→ **READING TEXT**:
········

In MCPS lower scores usually correlate with crime being in the schools. I would never trust a Silver Spring poster on this board recommending one of the schools where the police are there several times every month! In Howard if the scores aren't the top ones but there isn't the same crime going on then I would ask more parents about it and consider the school.
Anonymous wrote:Anonymous wrote:The school system matters, too. I have heard wonderful things about Howard County. It's budget is a more manageable $700-800 million. MCPS's operating budget is over $2 billion, I think. It's not hard to understand how it's become a more bloated, more inefficient bureaucracy.
This is really important. School systems that are smaller are so much better! Large school systems take on a monopolistic culture. They exist to serve themselves not the students. A lot of the shady crap that MCPS pulls both educationally and financially just isn't possible in a smaller system.
In MCPS lower scores usually correlate with crime being in the schools. I would never trust a Silver Spring poster on this board recommending one of the schools where the police are there several times every month! In Howard if the scores aren't the top ones but there isn't the same crime going on then I would ask more parents about it and consider the school.
Howard cannot compete with MoCo.

········

→ **INFORMATION**:
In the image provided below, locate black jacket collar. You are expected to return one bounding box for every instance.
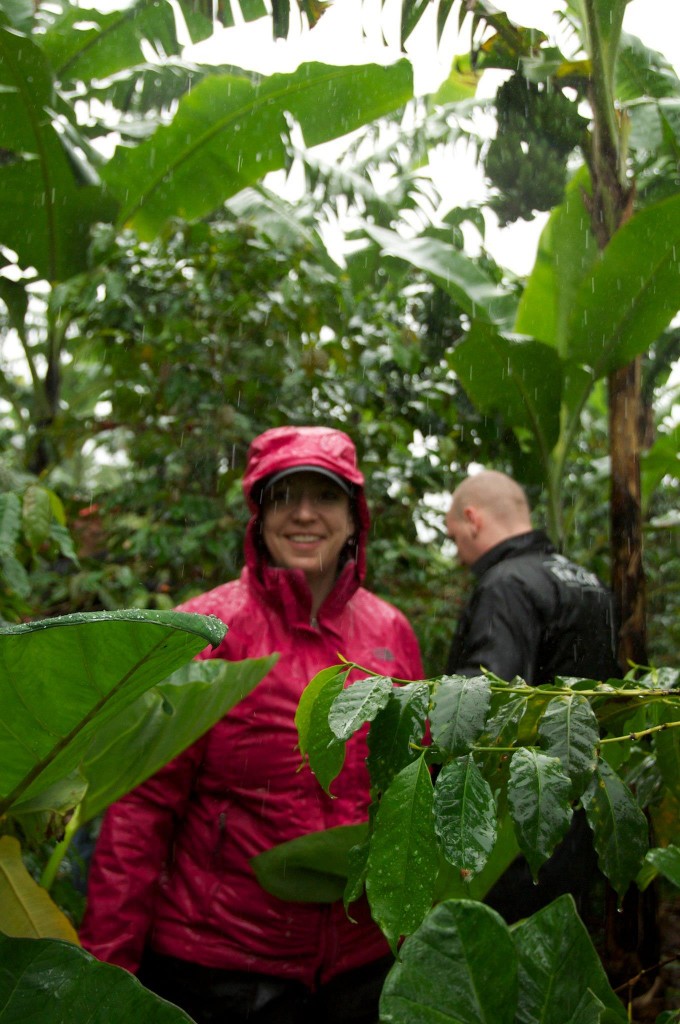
[470,529,555,577]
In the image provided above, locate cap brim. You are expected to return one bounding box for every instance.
[262,466,352,495]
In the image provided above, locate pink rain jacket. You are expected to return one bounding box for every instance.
[81,427,423,988]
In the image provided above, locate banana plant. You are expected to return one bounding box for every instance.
[0,0,413,473]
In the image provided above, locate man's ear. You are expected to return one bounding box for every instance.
[463,505,482,537]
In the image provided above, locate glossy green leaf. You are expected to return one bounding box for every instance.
[0,611,226,813]
[508,748,572,878]
[380,900,519,1024]
[582,761,649,898]
[430,676,492,757]
[251,824,368,903]
[107,60,413,238]
[0,836,78,937]
[295,665,349,757]
[0,25,115,281]
[512,896,628,1024]
[303,672,347,794]
[0,934,192,1024]
[70,654,277,822]
[450,323,563,463]
[342,837,371,918]
[539,693,600,800]
[367,682,430,792]
[568,196,680,377]
[514,168,598,359]
[366,224,514,324]
[434,813,519,903]
[617,32,680,103]
[366,757,438,949]
[41,0,212,82]
[328,676,393,739]
[434,754,497,876]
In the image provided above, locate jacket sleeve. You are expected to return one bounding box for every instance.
[80,736,205,973]
[394,609,425,680]
[447,581,541,684]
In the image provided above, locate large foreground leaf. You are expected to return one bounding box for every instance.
[430,676,492,757]
[434,754,497,877]
[539,693,600,799]
[366,757,438,949]
[513,896,628,1024]
[508,746,572,879]
[73,654,278,823]
[0,935,196,1024]
[104,60,413,238]
[0,611,226,814]
[0,836,78,943]
[582,761,649,898]
[251,824,368,903]
[380,900,517,1024]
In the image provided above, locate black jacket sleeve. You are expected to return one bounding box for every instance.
[447,580,542,685]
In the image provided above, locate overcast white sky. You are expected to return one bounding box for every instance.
[189,0,680,273]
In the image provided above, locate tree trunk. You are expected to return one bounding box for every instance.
[609,357,647,671]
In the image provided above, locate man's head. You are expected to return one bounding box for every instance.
[447,469,532,565]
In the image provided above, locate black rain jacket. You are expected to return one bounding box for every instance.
[447,530,621,686]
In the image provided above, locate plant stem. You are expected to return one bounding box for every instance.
[40,804,83,892]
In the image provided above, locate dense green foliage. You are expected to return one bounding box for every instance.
[0,0,680,1024]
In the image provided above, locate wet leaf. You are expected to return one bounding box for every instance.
[0,836,78,937]
[434,754,497,874]
[430,676,492,757]
[0,934,192,1024]
[366,757,438,949]
[539,693,600,800]
[368,683,430,792]
[295,665,349,756]
[380,900,519,1024]
[107,60,413,238]
[0,611,226,813]
[328,676,393,739]
[251,824,368,903]
[512,896,628,1024]
[508,748,572,878]
[582,761,649,898]
[303,672,347,794]
[366,224,514,324]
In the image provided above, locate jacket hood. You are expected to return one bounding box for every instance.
[243,427,371,582]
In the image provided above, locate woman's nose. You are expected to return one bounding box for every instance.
[293,493,316,519]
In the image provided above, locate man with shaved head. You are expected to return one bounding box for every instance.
[447,470,621,924]
[447,470,621,686]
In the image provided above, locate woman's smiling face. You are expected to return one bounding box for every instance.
[262,470,354,590]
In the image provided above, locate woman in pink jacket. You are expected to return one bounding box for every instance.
[81,427,423,1024]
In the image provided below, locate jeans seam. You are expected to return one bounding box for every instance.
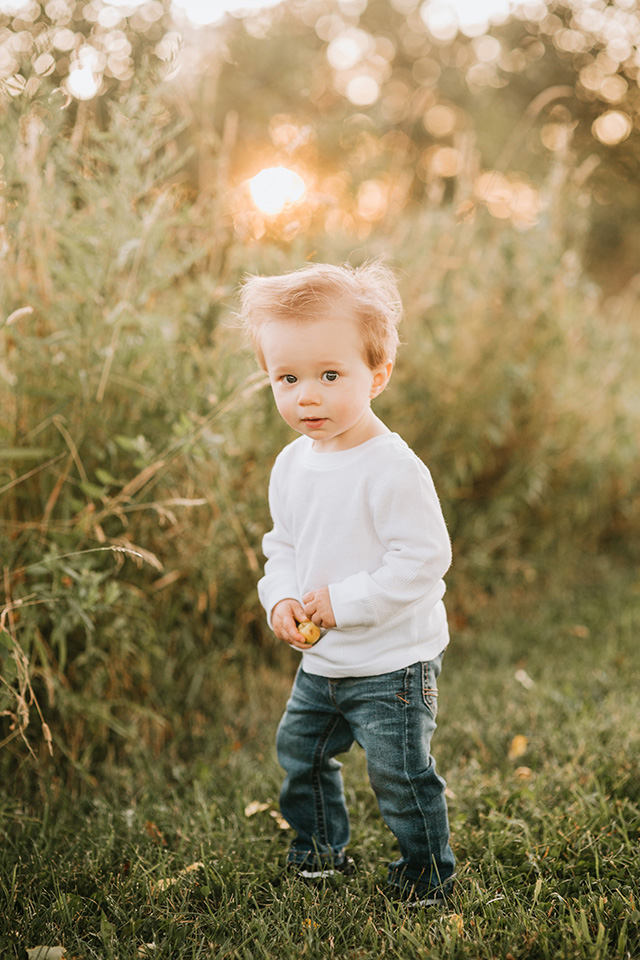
[402,667,433,886]
[311,715,340,846]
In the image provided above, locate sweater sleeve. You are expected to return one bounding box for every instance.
[258,463,299,626]
[329,462,451,629]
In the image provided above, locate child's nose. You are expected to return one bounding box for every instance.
[298,381,320,406]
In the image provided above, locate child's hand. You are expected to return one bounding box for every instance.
[302,587,336,630]
[271,597,309,650]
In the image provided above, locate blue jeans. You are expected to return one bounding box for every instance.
[277,654,455,895]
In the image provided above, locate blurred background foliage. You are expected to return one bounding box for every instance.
[0,0,640,784]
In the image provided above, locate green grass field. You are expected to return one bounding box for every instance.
[0,557,640,960]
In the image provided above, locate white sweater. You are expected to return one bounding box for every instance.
[258,433,451,678]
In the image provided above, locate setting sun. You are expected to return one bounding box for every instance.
[249,167,307,216]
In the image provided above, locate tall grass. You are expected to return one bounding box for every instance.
[0,561,640,960]
[0,77,640,787]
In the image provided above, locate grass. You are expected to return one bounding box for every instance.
[0,560,640,960]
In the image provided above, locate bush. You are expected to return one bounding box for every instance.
[0,77,640,788]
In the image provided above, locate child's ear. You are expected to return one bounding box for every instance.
[369,360,393,400]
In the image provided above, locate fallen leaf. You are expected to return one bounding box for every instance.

········

→ **ACTIVITIES**:
1. Summarize the discussion of MCPS and Howard County schools in two sentences.
2. Write the next stretch of the discussion of MCPS and Howard County schools, continuing after its final post.

→ **TASK-BY-TASK RESULTS**:
1. One poster argues that MCPS, whose operating budget the writer puts at over $2 billion against Howard County's $700-800 million, has become a bloated, inefficient bureaucracy. Another agrees that smaller school systems are much better, since large ones serve themselves rather than students, while a third says lower MCPS scores usually correlate with crime in the schools, though a Howard school without that crime would be worth considering.

2.
Blair alone will knock every Howard school out of the ballpark
Anonymous wrote:Anonymous wrote:Anonymous wrote:Anonymous wrote:
A neighborhood where parents care about their children's education and have the money to invest in it.
There's no secret. It's not the school itself, they all follow the same program and have the same teachers. It's the community that changes the nature of the school.
The end.
I have met very few parents who don't care about their children's education.
Right, but I think the second part of PP's answer is critical. Everyone wants what's best for their kids, but unfortunately if they don't have the money to invest in their kid's educations, the outcomes won't necessarily be all that great. You need both.
This is crap. We have these things called free public schools and libraries. I grew up poor, with teen parents and lots of other kids did too. No music lessons or outside sports, but I was rode my bike to the library every Saturday and checked out a pile of books. Ended up at Stanford and then two grad degrees. Don't demean poor people by placing no expectations on them. Kids need to do their homework and ask teachers for help and they will do fine, regardless of their parents. And yes, there are lots of parents who didn't take school seriously themselves and see no reason for their child to do so.
Anonymous wrote:I’m still trying to figure this out. For me it goes beyond the test score listed on great schools. What else makes up a good school? We are house shopping and see some with lower scores but the community loves the school, while others say they don’t want anything to do with the school because of the score. I live in Howard County.
Anonymous wrote:The school system matters, too. I have heard wonderful things about Howard County. It's budget is a more manageable $700-800 million. MCPS's operating budget is over $2 billion, I think. It's not hard to understand how it's become a more bloated, more inefficient bureaucracy.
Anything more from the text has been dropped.